PROBLEM TO SOLVE
From the news piece on Detective Rex Emrick, extract verbatim the part that opens with the words containing "Emrick’s career is" and closes with "following his death.".

DOCUMENT SECTION
START

Emrick began his law enforcement career in April 1974 with the Mt. Sterling Police Department and was hired by then Sheriff Dwight Radcliff in 1976.
After 18 years as a deputy, Emrick was promoted to his most recent position in the detective bureau and since worked with law enforcement agencies all over the state and country.
Emrick was featured in the Jan. 10, 2020 Edition of The Circleville Herald where he spoke about his years in the Sheriff’s Office, doing the job and about his family.
“I’ve had an enjoyable career here working for Dwight and Robert B. Radcliff,” Emrick told The Circleville Herald in that interview.
Emrick shared his love of talking with people and being an investigator.
“Sometimes I talk too much,” Emrick said, with a laugh. “I’ve enjoyed talking to people and helping people. It’s not all about arresting people. We have a very troubled society today. Law enforcement people do have to have compassion, as well as protecting people.”
Emrick shared with The Herald that he enjoyed hunting and being with his grandchildren.
“I like going deer hunting, we’re just at the end of the season now,” he said. “I enjoy being with my grandkids on the weekend, my wife and I have them quite a bit. This past summer, I bought a pellet grill and I got into cooking on the weekends. It’s pretty easy to learn how to do it because there are a lot of experts on Facebook or YouTube telling you how to do it. You just have to pull it up.”
Emrick’s career is filled with awards and accommodations. Some of the awards include; 1978 Buckeye State Sheriff’s Association Commendation Award, 1994 Law Enforcement Excellence Award by the Ohio Department of Public Safety, 1996-1997 Ohio Auto Theft Investigator of The Year, 2001 VFW Post #331 Circleville Officer of the Year, 2008 The Buckeye State Sheriff’s Association for Outstanding Performance of Duty, 2012 Central Ohio Crime Stoppers Law Enforcement Officer of the Year and The 32nd Degree Masons Valley of Columbus and Pickaway County Scottish Rite Association Community Service Award.
Emrick served under three sheriff’s, Dwight Radcliff, Robert Radcliff and Matthew Hafey.
Emrick was remembered by his friends and coworkers this week following his death.
Robert Radcliff said Emrick was family, “like a brother or uncle,” and their history dates back to his time as a child living at the Sheriff’s Office on West Franklin Street.
“I was 15 years old when he came to the Sheriff’s Office and I was honored to not only have him as an employee, but as a friend,” Radcliff said. “As far as an employee, there’s nobody that had more dedication than Rex Emrick. He didn’t like to take vacation or time off; he wanted to be on the job.”
Radcliff said Emrick was someone that if you needed something investigated, you wanted him on the case.
“You wanted him on the case because he was a natural and he knew how to talk to people,” he said. “People were willing to tell him things they wouldn’t tell anyone else. This county has lost a great public servant and a detective that cannot be replaced.”
Radcliff spoke about Emrick’s dedication to his friends and community.
“If you needed something, he would be there,” he said. “There’s no doubt in my mind that Rex would have taken a bullet for me and everyone else at the Sheriff’s Office. That’s the person that he was.”
Radcliff said Emrick was so dedicated to the job, he went out a second-floor window with a suspect and recently fought with a younger guy while in the field.

END

Pointing dataset records:
START

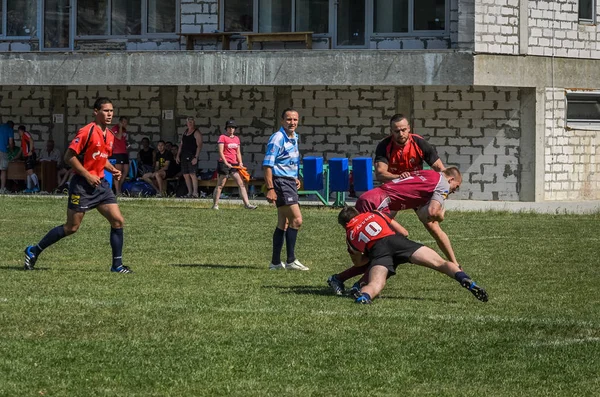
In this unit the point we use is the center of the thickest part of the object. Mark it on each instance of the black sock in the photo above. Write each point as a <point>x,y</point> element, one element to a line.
<point>278,237</point>
<point>50,238</point>
<point>290,243</point>
<point>460,276</point>
<point>116,243</point>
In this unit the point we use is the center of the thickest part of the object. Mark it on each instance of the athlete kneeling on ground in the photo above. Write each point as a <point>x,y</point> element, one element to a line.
<point>375,238</point>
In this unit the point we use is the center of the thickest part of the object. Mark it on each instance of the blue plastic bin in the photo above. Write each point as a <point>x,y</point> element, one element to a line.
<point>362,173</point>
<point>312,172</point>
<point>339,175</point>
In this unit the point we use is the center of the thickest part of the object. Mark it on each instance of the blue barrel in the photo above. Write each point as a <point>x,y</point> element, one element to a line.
<point>362,173</point>
<point>339,175</point>
<point>312,172</point>
<point>108,175</point>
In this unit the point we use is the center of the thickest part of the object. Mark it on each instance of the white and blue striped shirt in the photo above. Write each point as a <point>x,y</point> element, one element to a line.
<point>283,154</point>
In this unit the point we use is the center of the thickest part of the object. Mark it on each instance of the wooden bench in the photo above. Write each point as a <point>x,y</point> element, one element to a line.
<point>303,37</point>
<point>224,37</point>
<point>45,170</point>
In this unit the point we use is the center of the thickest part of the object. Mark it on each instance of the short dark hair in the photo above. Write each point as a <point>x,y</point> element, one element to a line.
<point>287,110</point>
<point>101,101</point>
<point>397,117</point>
<point>346,214</point>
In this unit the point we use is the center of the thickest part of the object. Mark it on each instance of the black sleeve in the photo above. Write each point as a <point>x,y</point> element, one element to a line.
<point>429,153</point>
<point>381,154</point>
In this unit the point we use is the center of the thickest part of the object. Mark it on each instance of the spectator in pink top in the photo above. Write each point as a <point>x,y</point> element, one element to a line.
<point>120,152</point>
<point>230,155</point>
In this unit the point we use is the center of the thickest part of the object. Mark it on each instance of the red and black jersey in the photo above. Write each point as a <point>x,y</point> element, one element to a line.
<point>365,229</point>
<point>26,144</point>
<point>405,158</point>
<point>97,149</point>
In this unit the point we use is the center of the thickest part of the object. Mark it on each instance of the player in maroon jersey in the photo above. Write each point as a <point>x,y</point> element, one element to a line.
<point>424,191</point>
<point>373,239</point>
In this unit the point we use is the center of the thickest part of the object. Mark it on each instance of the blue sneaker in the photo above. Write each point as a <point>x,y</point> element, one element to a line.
<point>121,269</point>
<point>30,258</point>
<point>336,285</point>
<point>476,290</point>
<point>363,299</point>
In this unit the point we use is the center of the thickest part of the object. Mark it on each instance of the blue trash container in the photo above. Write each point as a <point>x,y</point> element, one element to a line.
<point>339,175</point>
<point>362,172</point>
<point>312,173</point>
<point>108,175</point>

END

EXERCISE RESPONSE
Emrick’s career is filled with awards and accommodations. Some of the awards include; 1978 Buckeye State Sheriff’s Association Commendation Award, 1994 Law Enforcement Excellence Award by the Ohio Department of Public Safety, 1996-1997 Ohio Auto Theft Investigator of The Year, 2001 VFW Post #331 Circleville Officer of the Year, 2008 The Buckeye State Sheriff’s Association for Outstanding Performance of Duty, 2012 Central Ohio Crime Stoppers Law Enforcement Officer of the Year and The 32nd Degree Masons Valley of Columbus and Pickaway County Scottish Rite Association Community Service Award.
Emrick served under three sheriff’s, Dwight Radcliff, Robert Radcliff and Matthew Hafey.
Emrick was remembered by his friends and coworkers this week following his death.